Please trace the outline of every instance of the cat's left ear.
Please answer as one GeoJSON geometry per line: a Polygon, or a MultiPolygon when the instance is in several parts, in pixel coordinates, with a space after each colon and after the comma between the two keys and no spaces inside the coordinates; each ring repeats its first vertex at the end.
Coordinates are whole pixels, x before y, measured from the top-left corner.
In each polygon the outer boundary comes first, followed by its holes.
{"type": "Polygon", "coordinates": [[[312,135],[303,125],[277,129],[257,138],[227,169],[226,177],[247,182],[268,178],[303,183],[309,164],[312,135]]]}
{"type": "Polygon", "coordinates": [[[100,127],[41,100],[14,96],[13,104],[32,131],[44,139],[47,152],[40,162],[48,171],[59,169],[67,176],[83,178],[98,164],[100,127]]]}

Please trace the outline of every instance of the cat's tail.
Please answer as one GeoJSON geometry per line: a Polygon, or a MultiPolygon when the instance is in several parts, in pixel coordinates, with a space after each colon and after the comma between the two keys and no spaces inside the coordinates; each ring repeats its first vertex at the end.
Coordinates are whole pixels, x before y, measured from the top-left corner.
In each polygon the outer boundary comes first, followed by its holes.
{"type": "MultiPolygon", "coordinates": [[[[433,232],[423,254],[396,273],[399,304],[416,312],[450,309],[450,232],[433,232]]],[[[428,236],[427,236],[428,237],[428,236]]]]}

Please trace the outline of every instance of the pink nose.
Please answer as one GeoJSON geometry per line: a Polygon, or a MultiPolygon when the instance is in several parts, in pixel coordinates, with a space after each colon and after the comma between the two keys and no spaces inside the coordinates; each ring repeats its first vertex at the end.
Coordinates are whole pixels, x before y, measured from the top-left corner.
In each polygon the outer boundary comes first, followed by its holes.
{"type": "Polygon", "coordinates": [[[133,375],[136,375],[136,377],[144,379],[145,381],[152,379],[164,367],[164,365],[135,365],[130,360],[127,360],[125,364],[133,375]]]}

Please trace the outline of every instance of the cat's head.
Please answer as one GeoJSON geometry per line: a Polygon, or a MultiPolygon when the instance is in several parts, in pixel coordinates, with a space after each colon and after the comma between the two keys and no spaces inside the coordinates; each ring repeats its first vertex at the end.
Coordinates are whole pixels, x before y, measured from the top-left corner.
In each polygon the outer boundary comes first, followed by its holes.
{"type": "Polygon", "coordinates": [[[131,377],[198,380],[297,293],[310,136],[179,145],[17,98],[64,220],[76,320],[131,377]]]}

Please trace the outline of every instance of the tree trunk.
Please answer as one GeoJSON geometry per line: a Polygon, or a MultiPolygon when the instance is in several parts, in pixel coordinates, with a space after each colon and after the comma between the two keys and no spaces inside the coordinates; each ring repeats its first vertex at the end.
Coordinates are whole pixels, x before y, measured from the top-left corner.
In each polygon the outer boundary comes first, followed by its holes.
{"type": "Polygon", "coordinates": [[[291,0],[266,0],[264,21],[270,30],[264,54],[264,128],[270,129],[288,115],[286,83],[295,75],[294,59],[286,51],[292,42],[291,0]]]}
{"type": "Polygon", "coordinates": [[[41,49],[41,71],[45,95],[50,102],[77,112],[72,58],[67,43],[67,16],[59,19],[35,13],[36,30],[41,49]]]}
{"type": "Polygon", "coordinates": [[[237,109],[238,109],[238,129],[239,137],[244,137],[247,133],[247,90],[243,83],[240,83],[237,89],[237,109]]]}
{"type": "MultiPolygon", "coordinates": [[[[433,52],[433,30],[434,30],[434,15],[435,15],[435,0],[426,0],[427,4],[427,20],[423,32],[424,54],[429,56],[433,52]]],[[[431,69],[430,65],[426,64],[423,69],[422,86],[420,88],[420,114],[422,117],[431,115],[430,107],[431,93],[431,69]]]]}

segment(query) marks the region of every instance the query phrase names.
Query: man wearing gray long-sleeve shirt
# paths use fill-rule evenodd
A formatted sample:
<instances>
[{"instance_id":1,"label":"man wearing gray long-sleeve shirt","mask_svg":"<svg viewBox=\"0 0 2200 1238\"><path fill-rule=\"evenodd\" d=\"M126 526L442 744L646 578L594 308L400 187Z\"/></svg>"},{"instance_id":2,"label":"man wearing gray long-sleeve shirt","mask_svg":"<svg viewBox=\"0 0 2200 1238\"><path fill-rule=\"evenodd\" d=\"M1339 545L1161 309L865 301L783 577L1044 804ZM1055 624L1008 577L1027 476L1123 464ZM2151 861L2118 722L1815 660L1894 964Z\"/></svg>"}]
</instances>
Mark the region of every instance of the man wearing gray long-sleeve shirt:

════════

Activity
Write out every entry verbatim.

Response to this exercise
Please trace the outline of every instance of the cat's left ear.
Please answer as one GeoJSON geometry per line: a Polygon, or a MultiPolygon when the instance is in several parts, in pixel coordinates, with a space after each colon and after the comma between the two keys and no spaces inside the coordinates; each ring repeats its first vertex at the end.
Coordinates are whole pixels, x before y, measured from the top-left corner.
In each polygon the outer boundary comes first, followed by its holes.
{"type": "Polygon", "coordinates": [[[312,135],[303,125],[277,129],[257,138],[227,169],[226,177],[247,182],[268,178],[303,183],[309,164],[312,135]]]}
{"type": "Polygon", "coordinates": [[[100,127],[41,100],[14,96],[13,104],[32,131],[44,139],[47,152],[40,162],[48,171],[59,169],[67,176],[83,178],[98,164],[100,127]]]}

Please trace the outline of every instance of the cat's tail.
Please answer as one GeoJSON geometry per line: a Polygon, or a MultiPolygon when the instance is in several parts, in pixel coordinates, with a space after each colon and after the comma between the two keys and no spaces inside the coordinates; each ring repeats its first vertex at the end.
Coordinates are whole pixels, x before y, measured from the top-left corner.
In each polygon the outer boundary comes first, followed by its holes.
{"type": "MultiPolygon", "coordinates": [[[[433,232],[423,254],[396,273],[399,304],[416,312],[450,309],[450,232],[433,232]]],[[[428,236],[427,236],[428,237],[428,236]]]]}

Please trace the outline of every instance of the pink nose.
Please answer as one GeoJSON geometry per line: a Polygon, or a MultiPolygon when the instance is in several parts, in pixel coordinates, with a space after each colon and after the comma between the two keys and no spaces inside the coordinates; each ring repeats its first vertex at the end.
Coordinates are whole pixels, x before y, measured from the top-left corner.
In each polygon the outer boundary comes first, followed by its holes.
{"type": "Polygon", "coordinates": [[[133,375],[136,375],[136,377],[144,379],[145,381],[152,379],[164,367],[164,365],[135,365],[130,360],[127,360],[125,364],[133,375]]]}

Please trace the outline of every instance of the cat's head.
Please answer as one GeoJSON geometry per line: a Polygon, or a MultiPolygon when the instance is in several parts, in pixel coordinates, with a space after each colon and after the comma between the two keys and no spaces inside the coordinates; each ring repeats its first vertex at the end.
Coordinates are whole pixels, x before y, measured from the top-left corner.
In each polygon the outer boundary comes first, followed by its holes.
{"type": "Polygon", "coordinates": [[[131,377],[198,380],[297,293],[310,136],[179,145],[17,98],[64,220],[76,320],[131,377]]]}

Please trace the outline of every instance of the tree trunk.
Please answer as one GeoJSON geometry per line: a Polygon, or a MultiPolygon when the instance is in several parts, in pixel coordinates, with a space after each colon and after the comma between the two keys and no spaces inside the coordinates; each ring repeats its first vertex at the end.
Coordinates are whole pixels, x before y, measured from the top-left corner.
In each polygon the outer boundary comes first, followed by its holes.
{"type": "Polygon", "coordinates": [[[291,0],[266,0],[264,21],[270,30],[264,54],[264,128],[270,129],[288,115],[286,83],[295,75],[294,59],[286,51],[292,42],[291,0]]]}
{"type": "Polygon", "coordinates": [[[41,49],[41,71],[45,95],[50,102],[77,112],[72,58],[67,43],[67,16],[59,19],[35,13],[36,30],[41,49]]]}
{"type": "Polygon", "coordinates": [[[237,109],[238,109],[238,129],[239,137],[244,137],[247,133],[247,90],[243,83],[240,83],[237,89],[237,109]]]}
{"type": "MultiPolygon", "coordinates": [[[[433,52],[433,30],[434,30],[434,15],[435,15],[435,0],[426,0],[427,4],[427,20],[423,32],[424,54],[429,56],[433,52]]],[[[431,69],[430,65],[426,64],[423,69],[422,86],[420,88],[420,114],[422,117],[431,115],[430,107],[431,93],[431,69]]]]}

segment(query) marks the region of every instance the query phrase names.
Query: man wearing gray long-sleeve shirt
# paths use fill-rule evenodd
A formatted sample:
<instances>
[{"instance_id":1,"label":"man wearing gray long-sleeve shirt","mask_svg":"<svg viewBox=\"0 0 2200 1238\"><path fill-rule=\"evenodd\" d=\"M126 526L442 744L646 578L594 308L400 187Z\"/></svg>"},{"instance_id":2,"label":"man wearing gray long-sleeve shirt","mask_svg":"<svg viewBox=\"0 0 2200 1238\"><path fill-rule=\"evenodd\" d=\"M1339 545L1161 309L865 301L783 577L1044 804ZM1055 624L1008 577L1027 476L1123 464ZM2151 861L2118 722L1815 660L1894 964Z\"/></svg>"}]
</instances>
Mark the region of every instance of the man wearing gray long-sleeve shirt:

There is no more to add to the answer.